◆ **What is needed**
In the entries below, every line that contains "sock" must be located and copied.

[Records drawn from a dataset]
%%

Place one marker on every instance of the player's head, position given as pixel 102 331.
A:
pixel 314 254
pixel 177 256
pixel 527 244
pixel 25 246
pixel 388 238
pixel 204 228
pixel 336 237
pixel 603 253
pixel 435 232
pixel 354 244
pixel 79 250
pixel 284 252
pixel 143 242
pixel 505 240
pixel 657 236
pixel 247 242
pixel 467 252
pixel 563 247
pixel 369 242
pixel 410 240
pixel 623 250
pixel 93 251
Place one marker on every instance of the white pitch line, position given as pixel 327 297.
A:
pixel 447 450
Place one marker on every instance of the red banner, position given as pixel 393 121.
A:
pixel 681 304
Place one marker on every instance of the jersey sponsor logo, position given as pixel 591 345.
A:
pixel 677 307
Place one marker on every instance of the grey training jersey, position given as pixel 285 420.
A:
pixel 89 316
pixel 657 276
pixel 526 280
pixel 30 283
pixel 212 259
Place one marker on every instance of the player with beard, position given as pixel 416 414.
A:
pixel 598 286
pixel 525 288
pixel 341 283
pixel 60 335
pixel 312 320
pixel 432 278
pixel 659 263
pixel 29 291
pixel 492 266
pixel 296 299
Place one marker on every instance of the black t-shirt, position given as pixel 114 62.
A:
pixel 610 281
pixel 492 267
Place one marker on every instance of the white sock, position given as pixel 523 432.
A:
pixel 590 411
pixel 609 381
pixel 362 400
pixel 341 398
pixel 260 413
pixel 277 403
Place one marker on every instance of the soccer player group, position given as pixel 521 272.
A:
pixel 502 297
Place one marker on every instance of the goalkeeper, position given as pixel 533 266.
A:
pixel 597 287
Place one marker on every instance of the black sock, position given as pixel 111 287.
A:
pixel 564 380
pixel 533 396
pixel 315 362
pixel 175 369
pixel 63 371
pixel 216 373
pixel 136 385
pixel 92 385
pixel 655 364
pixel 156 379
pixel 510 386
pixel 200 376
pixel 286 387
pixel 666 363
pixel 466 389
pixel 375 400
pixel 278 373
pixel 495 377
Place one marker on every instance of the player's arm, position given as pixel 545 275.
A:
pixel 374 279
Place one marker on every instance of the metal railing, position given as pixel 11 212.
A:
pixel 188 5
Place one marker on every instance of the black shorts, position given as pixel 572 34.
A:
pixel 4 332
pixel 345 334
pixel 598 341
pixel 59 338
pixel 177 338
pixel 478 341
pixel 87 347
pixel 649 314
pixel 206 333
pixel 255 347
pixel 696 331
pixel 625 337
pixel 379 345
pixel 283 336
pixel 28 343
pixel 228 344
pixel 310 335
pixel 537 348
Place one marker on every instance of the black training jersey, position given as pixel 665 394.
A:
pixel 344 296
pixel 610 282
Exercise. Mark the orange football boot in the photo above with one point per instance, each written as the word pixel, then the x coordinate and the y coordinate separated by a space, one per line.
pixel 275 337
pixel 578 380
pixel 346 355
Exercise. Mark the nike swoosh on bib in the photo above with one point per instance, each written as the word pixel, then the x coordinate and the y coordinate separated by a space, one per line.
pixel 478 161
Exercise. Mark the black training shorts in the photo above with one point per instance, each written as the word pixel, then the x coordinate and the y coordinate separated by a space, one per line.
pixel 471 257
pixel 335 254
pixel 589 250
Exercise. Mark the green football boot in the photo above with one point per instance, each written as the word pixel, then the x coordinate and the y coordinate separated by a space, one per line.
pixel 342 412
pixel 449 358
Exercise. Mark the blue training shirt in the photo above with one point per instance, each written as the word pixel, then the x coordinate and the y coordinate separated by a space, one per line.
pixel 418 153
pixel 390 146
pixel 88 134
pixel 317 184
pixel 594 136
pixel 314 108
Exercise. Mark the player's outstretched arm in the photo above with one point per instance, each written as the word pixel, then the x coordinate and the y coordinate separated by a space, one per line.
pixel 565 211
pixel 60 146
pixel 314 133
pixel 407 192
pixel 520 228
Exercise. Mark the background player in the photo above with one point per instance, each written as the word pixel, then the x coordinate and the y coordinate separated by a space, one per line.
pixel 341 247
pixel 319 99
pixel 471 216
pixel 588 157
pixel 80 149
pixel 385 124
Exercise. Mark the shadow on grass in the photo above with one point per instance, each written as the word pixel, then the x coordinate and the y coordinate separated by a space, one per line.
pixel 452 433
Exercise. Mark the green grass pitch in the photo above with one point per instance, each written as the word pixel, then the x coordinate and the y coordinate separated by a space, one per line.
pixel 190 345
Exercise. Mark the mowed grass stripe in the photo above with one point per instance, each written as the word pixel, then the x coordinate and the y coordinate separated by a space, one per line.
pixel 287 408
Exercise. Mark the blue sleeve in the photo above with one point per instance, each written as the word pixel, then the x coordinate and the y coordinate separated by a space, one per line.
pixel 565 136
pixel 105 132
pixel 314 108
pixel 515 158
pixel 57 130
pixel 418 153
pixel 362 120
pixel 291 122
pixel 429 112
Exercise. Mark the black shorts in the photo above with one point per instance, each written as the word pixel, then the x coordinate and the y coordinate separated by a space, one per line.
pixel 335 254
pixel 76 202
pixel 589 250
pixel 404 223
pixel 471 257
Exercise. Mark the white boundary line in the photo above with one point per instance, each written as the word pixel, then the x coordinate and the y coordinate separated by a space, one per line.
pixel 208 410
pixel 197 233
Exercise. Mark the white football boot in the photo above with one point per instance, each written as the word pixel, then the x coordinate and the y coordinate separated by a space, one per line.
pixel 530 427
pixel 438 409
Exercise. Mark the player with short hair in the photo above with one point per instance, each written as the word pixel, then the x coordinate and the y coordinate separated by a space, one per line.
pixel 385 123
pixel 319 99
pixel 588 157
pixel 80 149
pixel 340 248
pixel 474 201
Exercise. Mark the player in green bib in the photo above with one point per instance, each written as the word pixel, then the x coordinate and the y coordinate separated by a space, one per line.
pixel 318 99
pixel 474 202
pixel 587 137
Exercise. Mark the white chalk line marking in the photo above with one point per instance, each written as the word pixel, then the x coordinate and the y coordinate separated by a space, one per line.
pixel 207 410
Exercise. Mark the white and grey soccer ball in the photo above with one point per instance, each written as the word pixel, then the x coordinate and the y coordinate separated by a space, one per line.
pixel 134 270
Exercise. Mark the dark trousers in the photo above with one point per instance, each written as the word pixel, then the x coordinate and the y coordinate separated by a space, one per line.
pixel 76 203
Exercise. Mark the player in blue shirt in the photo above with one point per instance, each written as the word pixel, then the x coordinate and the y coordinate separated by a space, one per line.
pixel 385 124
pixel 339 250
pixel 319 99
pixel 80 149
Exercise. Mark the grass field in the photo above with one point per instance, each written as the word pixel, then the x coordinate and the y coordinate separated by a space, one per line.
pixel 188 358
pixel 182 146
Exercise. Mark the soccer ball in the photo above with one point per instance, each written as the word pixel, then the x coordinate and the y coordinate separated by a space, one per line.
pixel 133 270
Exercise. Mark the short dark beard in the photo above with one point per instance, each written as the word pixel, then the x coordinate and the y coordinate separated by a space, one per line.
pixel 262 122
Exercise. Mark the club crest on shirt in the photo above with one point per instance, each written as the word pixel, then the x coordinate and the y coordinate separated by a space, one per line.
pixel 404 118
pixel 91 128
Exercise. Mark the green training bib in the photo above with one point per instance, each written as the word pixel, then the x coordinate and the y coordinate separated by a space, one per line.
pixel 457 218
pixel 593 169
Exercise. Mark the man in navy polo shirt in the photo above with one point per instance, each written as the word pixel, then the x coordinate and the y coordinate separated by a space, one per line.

%%

◆ **Answer section**
Place one marker on every instance of the white sock, position given as pixel 523 432.
Place one marker on every instance of the black sock, position given as pixel 111 287.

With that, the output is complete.